=== Section Start ===

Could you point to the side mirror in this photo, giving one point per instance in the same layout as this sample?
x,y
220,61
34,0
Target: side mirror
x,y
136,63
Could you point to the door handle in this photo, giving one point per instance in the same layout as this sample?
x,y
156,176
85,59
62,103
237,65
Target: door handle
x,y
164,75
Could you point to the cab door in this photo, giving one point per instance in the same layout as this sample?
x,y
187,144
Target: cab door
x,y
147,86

=== Section End ===

### WHAT YOU NEED TO DO:
Without leaving anything out, give the entries again exactly.

### SOLUTION TO THIS TASK:
Could you point to the side mirror in this photo, giving one point per instance in the same layout as this sample?
x,y
220,61
34,0
Target: side mirror
x,y
136,63
Could you point to the door handle in this photo, giving one point per instance in the same layout as this sample?
x,y
156,176
85,59
62,103
237,65
Target: door handle
x,y
164,75
Could you point to the cab door in this photo, giving one point per instance in the same layout as this sample?
x,y
187,144
Target: cab door
x,y
147,86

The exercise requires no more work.